Rewrite the records below from the line containing "the tram trailer" through the line containing "left=560, top=245, right=583, bottom=273", requests included, and shift every bounding-box coordinate in the answers by adding 87. Leave the requests and their sample coordinates unchanged.

- **RECORD SET**:
— Start —
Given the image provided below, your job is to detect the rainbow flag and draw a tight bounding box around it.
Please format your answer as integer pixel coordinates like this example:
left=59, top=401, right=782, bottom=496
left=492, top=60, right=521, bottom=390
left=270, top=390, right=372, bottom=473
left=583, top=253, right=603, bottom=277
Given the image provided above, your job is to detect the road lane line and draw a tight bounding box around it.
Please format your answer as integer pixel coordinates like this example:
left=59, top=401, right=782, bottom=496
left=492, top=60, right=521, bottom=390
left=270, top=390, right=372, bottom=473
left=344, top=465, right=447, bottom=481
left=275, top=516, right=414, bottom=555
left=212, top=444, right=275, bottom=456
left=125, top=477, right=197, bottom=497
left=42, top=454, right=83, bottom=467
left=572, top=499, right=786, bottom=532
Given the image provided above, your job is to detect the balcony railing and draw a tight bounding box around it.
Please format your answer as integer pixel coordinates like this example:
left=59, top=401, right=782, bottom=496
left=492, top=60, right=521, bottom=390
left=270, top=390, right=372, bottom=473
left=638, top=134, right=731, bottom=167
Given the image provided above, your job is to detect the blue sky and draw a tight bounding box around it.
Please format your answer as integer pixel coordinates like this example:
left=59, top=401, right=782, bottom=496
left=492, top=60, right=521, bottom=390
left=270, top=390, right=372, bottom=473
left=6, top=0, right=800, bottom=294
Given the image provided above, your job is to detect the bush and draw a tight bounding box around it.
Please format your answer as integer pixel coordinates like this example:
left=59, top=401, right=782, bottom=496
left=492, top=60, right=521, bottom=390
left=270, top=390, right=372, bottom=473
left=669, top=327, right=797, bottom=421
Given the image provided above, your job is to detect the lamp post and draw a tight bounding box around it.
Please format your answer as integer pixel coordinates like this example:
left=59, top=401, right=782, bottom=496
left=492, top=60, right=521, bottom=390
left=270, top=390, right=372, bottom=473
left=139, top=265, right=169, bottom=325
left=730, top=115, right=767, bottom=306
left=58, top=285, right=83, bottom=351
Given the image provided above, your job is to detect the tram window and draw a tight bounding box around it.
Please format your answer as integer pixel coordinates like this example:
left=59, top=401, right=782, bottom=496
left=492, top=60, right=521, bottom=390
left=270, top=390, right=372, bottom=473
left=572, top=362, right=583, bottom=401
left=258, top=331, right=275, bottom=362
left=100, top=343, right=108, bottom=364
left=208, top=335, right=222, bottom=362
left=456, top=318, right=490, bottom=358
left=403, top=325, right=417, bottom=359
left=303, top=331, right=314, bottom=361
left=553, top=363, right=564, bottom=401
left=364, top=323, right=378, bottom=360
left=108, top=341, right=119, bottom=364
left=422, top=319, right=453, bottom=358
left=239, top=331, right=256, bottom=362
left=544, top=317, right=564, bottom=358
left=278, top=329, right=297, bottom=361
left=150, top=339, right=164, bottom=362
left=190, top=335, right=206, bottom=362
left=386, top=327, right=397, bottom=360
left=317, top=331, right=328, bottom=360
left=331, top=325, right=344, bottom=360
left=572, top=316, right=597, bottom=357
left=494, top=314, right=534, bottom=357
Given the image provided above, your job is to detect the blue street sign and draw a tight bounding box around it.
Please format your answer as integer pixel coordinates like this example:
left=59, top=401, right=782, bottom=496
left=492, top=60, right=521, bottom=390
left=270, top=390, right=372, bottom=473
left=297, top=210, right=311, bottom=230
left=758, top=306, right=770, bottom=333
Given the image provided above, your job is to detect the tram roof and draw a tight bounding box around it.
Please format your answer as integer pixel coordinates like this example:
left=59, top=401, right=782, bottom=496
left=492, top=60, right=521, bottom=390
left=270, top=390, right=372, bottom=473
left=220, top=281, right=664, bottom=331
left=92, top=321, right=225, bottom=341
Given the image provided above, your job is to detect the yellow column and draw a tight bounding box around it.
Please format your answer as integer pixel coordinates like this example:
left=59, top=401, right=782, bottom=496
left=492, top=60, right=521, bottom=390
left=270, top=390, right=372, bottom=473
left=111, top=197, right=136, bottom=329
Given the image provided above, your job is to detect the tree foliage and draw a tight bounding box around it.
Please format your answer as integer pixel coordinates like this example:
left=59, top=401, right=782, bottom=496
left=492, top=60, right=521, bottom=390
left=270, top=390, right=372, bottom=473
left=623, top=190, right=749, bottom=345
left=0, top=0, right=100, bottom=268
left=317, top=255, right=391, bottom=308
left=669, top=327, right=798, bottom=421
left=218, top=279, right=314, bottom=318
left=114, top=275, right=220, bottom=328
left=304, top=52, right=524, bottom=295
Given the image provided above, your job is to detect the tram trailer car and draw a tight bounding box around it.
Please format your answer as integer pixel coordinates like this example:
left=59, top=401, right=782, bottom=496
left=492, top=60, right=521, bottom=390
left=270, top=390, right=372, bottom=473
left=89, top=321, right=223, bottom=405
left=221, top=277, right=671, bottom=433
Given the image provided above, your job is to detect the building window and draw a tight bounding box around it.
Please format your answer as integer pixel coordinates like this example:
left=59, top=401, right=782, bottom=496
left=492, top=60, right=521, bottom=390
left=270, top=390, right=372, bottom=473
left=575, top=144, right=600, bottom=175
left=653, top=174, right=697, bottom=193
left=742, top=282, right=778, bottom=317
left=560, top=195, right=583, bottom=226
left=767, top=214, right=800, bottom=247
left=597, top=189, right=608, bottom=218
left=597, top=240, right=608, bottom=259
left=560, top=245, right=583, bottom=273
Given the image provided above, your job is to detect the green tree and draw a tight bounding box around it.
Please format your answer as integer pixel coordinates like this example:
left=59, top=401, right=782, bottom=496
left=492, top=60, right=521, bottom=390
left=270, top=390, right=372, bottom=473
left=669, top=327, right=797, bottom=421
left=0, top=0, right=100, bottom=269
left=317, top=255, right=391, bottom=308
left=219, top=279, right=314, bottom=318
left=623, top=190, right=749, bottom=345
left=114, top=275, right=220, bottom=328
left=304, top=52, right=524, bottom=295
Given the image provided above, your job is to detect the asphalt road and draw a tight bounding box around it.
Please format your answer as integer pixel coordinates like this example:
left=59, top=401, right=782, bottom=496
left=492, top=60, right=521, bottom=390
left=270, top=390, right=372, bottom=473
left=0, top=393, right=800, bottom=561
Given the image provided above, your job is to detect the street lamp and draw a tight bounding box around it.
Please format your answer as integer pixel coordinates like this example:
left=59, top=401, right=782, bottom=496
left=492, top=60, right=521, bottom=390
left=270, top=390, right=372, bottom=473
— End —
- **ANSWER FOR THIS EXERCISE**:
Given the image provided above, your job is to detect the tram trailer car and draw a tight bounding box around it.
Please format your answer as integer pixel coordinates like this example:
left=59, top=401, right=782, bottom=496
left=492, top=60, right=521, bottom=390
left=270, top=390, right=372, bottom=473
left=176, top=408, right=310, bottom=492
left=308, top=364, right=758, bottom=520
Given the image provided above, your job is to detect the building window and draw a tight bounding box around it.
Please format your answer as integer pixel coordinates like this example:
left=59, top=401, right=782, bottom=496
left=492, top=60, right=521, bottom=390
left=270, top=390, right=372, bottom=473
left=662, top=231, right=687, bottom=262
left=740, top=261, right=784, bottom=280
left=829, top=369, right=865, bottom=404
left=647, top=282, right=670, bottom=313
left=854, top=301, right=887, bottom=334
left=684, top=276, right=695, bottom=305
left=684, top=327, right=695, bottom=346
left=647, top=332, right=670, bottom=360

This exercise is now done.